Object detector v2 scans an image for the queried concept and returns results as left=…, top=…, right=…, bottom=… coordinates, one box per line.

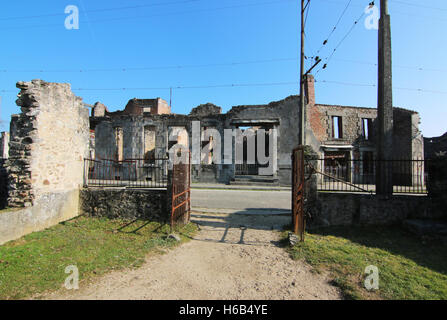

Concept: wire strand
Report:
left=315, top=0, right=352, bottom=55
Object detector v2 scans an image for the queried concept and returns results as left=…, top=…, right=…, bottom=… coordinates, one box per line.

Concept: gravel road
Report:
left=45, top=211, right=340, bottom=300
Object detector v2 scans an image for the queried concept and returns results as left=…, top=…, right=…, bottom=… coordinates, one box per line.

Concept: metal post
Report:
left=299, top=0, right=306, bottom=146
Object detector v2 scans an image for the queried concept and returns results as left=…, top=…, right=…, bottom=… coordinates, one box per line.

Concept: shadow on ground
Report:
left=308, top=224, right=447, bottom=276
left=186, top=208, right=291, bottom=247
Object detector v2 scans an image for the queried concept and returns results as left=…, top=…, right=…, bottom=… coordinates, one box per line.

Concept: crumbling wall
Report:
left=189, top=103, right=222, bottom=116
left=309, top=104, right=377, bottom=145
left=424, top=132, right=447, bottom=159
left=7, top=80, right=89, bottom=207
left=1, top=80, right=90, bottom=244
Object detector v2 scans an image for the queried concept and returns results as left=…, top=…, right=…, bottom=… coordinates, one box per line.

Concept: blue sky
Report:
left=0, top=0, right=446, bottom=137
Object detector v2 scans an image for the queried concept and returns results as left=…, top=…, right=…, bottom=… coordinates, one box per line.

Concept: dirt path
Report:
left=45, top=212, right=341, bottom=300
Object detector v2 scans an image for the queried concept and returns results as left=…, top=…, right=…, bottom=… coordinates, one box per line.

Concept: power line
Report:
left=315, top=79, right=447, bottom=94
left=1, top=55, right=444, bottom=74
left=314, top=0, right=353, bottom=56
left=314, top=4, right=368, bottom=77
left=304, top=0, right=311, bottom=27
left=0, top=0, right=202, bottom=21
left=321, top=0, right=447, bottom=23
left=0, top=57, right=297, bottom=73
left=0, top=0, right=295, bottom=31
left=1, top=79, right=445, bottom=95
left=389, top=0, right=447, bottom=12
left=325, top=10, right=366, bottom=63
left=331, top=57, right=447, bottom=73
left=0, top=81, right=299, bottom=93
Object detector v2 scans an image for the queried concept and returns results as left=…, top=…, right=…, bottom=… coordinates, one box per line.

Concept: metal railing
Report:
left=84, top=158, right=169, bottom=188
left=316, top=158, right=428, bottom=194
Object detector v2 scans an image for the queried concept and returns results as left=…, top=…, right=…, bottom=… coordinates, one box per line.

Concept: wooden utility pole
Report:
left=376, top=0, right=394, bottom=196
left=299, top=0, right=306, bottom=146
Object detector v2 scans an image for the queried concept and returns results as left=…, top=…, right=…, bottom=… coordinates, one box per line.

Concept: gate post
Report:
left=304, top=147, right=319, bottom=226
left=292, top=146, right=305, bottom=240
left=292, top=146, right=319, bottom=241
left=169, top=150, right=191, bottom=231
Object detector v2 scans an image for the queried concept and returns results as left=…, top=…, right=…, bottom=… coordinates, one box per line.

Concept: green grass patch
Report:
left=0, top=216, right=197, bottom=299
left=286, top=226, right=447, bottom=300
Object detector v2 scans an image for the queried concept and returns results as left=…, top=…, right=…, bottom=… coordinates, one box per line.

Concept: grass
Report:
left=0, top=216, right=197, bottom=300
left=286, top=225, right=447, bottom=300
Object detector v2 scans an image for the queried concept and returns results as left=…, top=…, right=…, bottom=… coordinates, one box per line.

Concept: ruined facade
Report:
left=90, top=75, right=423, bottom=186
left=424, top=132, right=447, bottom=159
left=305, top=75, right=423, bottom=161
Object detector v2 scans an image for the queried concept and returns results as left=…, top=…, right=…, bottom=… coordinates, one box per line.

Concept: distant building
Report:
left=89, top=75, right=423, bottom=186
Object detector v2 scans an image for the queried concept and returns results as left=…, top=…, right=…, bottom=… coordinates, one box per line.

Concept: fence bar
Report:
left=316, top=158, right=428, bottom=195
left=84, top=157, right=169, bottom=189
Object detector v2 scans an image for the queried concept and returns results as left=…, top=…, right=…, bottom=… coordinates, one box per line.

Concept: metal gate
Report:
left=292, top=147, right=305, bottom=241
left=170, top=151, right=191, bottom=230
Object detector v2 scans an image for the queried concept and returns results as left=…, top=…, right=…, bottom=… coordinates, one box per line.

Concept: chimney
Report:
left=305, top=74, right=315, bottom=106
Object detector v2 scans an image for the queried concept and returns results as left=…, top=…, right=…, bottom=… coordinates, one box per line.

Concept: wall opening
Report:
left=332, top=116, right=343, bottom=139
left=362, top=118, right=373, bottom=140
left=143, top=125, right=156, bottom=162
left=114, top=127, right=123, bottom=161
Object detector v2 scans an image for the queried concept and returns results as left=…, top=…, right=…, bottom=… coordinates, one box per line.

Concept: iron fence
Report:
left=316, top=158, right=428, bottom=194
left=84, top=157, right=169, bottom=188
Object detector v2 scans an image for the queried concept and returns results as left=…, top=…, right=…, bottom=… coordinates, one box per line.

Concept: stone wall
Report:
left=80, top=188, right=169, bottom=222
left=0, top=190, right=80, bottom=245
left=7, top=80, right=90, bottom=207
left=0, top=80, right=90, bottom=244
left=308, top=193, right=444, bottom=228
left=425, top=132, right=447, bottom=159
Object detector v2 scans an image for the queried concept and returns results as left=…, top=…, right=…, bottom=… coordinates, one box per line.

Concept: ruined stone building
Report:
left=424, top=132, right=447, bottom=159
left=89, top=75, right=424, bottom=186
left=0, top=79, right=433, bottom=245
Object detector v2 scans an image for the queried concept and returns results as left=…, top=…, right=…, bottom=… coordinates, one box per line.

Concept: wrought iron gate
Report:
left=292, top=147, right=305, bottom=241
left=170, top=152, right=191, bottom=230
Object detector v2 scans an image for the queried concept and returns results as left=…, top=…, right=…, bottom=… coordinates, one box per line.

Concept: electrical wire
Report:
left=0, top=0, right=296, bottom=31
left=0, top=57, right=297, bottom=73
left=315, top=0, right=353, bottom=56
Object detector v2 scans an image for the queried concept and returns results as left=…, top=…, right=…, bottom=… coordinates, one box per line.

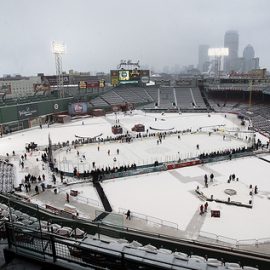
▬▬▬▬▬▬
Repeat the listing above word for word. Do not include the pictures.

> **ANSWER BOX**:
Object detector v2 scans an image for the queried concept and returns results as left=…, top=…, right=…, bottom=… coordinates, one box per line.


Concept: wire strand
Report:
left=315, top=0, right=352, bottom=55
Object detector v2 scans an image for the queried concept and returns results as left=…, top=…, right=…, bottom=… coordinates, one box per line.

Concept: gravel road
Report:
left=45, top=211, right=340, bottom=300
Object detector v2 scans an image for the queried concept and returns results as left=…, top=…, right=…, bottom=… coordinates, one box per line.

Concept: metal post
Report:
left=299, top=0, right=306, bottom=146
Object detector v2 scans an image for the queried concept and returns results as left=…, top=…, right=…, bottom=… coordinates, one box per line.

Concept: shadow on ground
Report:
left=308, top=224, right=447, bottom=276
left=186, top=208, right=291, bottom=247
Object detector v2 scans an image for the queried concept and returns results as left=…, top=…, right=…, bottom=… coordinates, one box per line.

Concept: crumbling wall
Report:
left=189, top=103, right=222, bottom=116
left=309, top=104, right=377, bottom=145
left=424, top=132, right=447, bottom=159
left=7, top=80, right=89, bottom=207
left=1, top=80, right=90, bottom=244
Object detector v2 scans an image for the queried concept and returns results as left=…, top=…, right=…, bottom=… coordinates, one box per line.

Concept: blue sky
Report:
left=0, top=0, right=446, bottom=137
Object detector v2 scans an image for the queried concept and returns results as left=…, top=…, right=…, bottom=… coordinates, one box per line.

Concept: dirt path
Report:
left=45, top=212, right=341, bottom=300
Object detector v2 scans an image for the queried concept and returns results as left=…, top=…, right=…, bottom=… coordinates, one box per line.

Concept: power line
Report:
left=315, top=79, right=447, bottom=94
left=1, top=55, right=444, bottom=74
left=314, top=0, right=353, bottom=56
left=314, top=4, right=368, bottom=77
left=304, top=0, right=311, bottom=27
left=0, top=0, right=202, bottom=21
left=321, top=0, right=447, bottom=23
left=0, top=57, right=297, bottom=73
left=0, top=0, right=295, bottom=31
left=1, top=79, right=445, bottom=95
left=389, top=0, right=447, bottom=12
left=325, top=10, right=366, bottom=63
left=331, top=57, right=447, bottom=73
left=0, top=81, right=299, bottom=93
Object detector v2 scans an image for the queried concept and returns results as left=…, top=…, right=…, bottom=… coordinates, one box per line.

Concept: metal railing
Report:
left=84, top=158, right=169, bottom=188
left=316, top=158, right=428, bottom=194
Object detector v2 scans an image for the queried concept and returns results as left=…, top=…, right=…, bottom=… coordinates, one box per line.

Concept: wooden utility pole
Report:
left=376, top=0, right=394, bottom=196
left=299, top=0, right=306, bottom=146
Object detector v2 scans an image for the queried concept and returns results as left=…, top=…, right=…, bottom=… coordinates, one box per line.

Concept: gate post
Report:
left=304, top=147, right=319, bottom=226
left=292, top=146, right=305, bottom=240
left=292, top=146, right=319, bottom=241
left=169, top=150, right=191, bottom=231
Object detector v2 scans an image for the queried concept and returns results as left=…, top=…, right=…, bottom=… coordinates, one box per line.

Concept: green grass patch
Report:
left=0, top=216, right=197, bottom=299
left=286, top=226, right=447, bottom=300
Object detector v2 scans an image for the queried concept and returns results as left=…, top=…, right=…, bottom=… coordinates, one box per line.

Concept: grass
Report:
left=0, top=216, right=197, bottom=300
left=286, top=225, right=447, bottom=300
Object detector v2 scans an image for the queried concept and returns results as left=…, top=…, right=…, bottom=… coordinates, one box per line.

Concept: ruined facade
Report:
left=90, top=75, right=423, bottom=186
left=424, top=132, right=447, bottom=159
left=305, top=75, right=423, bottom=161
Object detector v2 scans an image for the queried concept and returns results as left=…, top=…, right=…, bottom=… coordinates, one box per line.

Concept: distant building
Report:
left=89, top=75, right=423, bottom=186
Object detector v2 scans an image for the queried concept and returns results as left=…, top=…, right=…, bottom=… coordinates, one box per line.

Concept: fence bar
Report:
left=316, top=158, right=428, bottom=195
left=84, top=157, right=169, bottom=189
Object detector v2 scans an image for the queried concept and returns results as left=…, top=…, right=…, bottom=… coordinates, one box per line.

Concept: metal gate
Report:
left=292, top=147, right=305, bottom=241
left=170, top=151, right=191, bottom=230
Object detector v2 scans an image for the queried concept and returns results as left=…, top=…, right=…, bottom=… coordinates, one box per line.

Concept: chimney
Report:
left=305, top=74, right=315, bottom=106
Object detector v2 scans an image for the queried concept and returns results as left=…, top=…, right=…, bottom=… coordinates, one box per line.

Concept: wall opening
Report:
left=332, top=116, right=343, bottom=139
left=362, top=118, right=373, bottom=140
left=143, top=125, right=156, bottom=162
left=114, top=127, right=123, bottom=161
Object detector v2 scans an image for the queried concept and returns results as left=…, top=…, right=…, bottom=… coordinates, one box per line.

Concept: iron fence
Report:
left=316, top=158, right=428, bottom=194
left=84, top=157, right=169, bottom=188
Object detector v2 scans an image for the queried concept and returns results as left=…, top=…, right=…, bottom=… coordinates, one box per line.

Concept: stone wall
Report:
left=80, top=188, right=169, bottom=222
left=0, top=190, right=80, bottom=245
left=7, top=80, right=90, bottom=207
left=0, top=80, right=90, bottom=244
left=308, top=193, right=444, bottom=228
left=425, top=132, right=447, bottom=159
Object detector v2 scans an image for the queried concept and returns results as left=…, top=…, right=…, bottom=… coordinates, one box per line.

Concept: ruined stone building
Report:
left=424, top=132, right=447, bottom=159
left=89, top=75, right=424, bottom=186
left=0, top=79, right=433, bottom=245
Object detector v2 scans an image for the queried concept and returns results as left=…, top=…, right=…, bottom=… coordinates, one box per line.

Concept: wrought iron gate
Report:
left=292, top=147, right=305, bottom=241
left=170, top=152, right=191, bottom=230
Object detector v2 scans an image for the queried concept and returns results as left=…, top=…, right=…, bottom=… coordinates, one box per line.

Concept: electrical wire
Report:
left=0, top=0, right=296, bottom=31
left=0, top=57, right=297, bottom=73
left=315, top=0, right=353, bottom=56
Object detector v2 scans an image for the queried concept and returns results as left=…, top=…, right=…, bottom=… coordinates, one box per line.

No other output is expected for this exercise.